> [Task statement]: Print every row below verbatim, line for line, changing nothing.
-- start of Source records --
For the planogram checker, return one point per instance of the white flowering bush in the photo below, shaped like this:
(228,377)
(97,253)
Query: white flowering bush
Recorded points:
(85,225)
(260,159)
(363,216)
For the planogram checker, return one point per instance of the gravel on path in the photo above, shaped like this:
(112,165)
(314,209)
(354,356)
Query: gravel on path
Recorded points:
-- end of Source records --
> [Output for this exercise]:
For the planogram checker, return one point per instance of the white flowering bush in the photo below, shaped like this:
(228,377)
(97,253)
Query: white flowering bush
Recorded points:
(85,225)
(260,159)
(363,216)
For the planogram checker, return one point per instance of the gravel on path in the photo above, shaped like this:
(112,165)
(314,209)
(354,356)
Query: gravel on path
Recorded points:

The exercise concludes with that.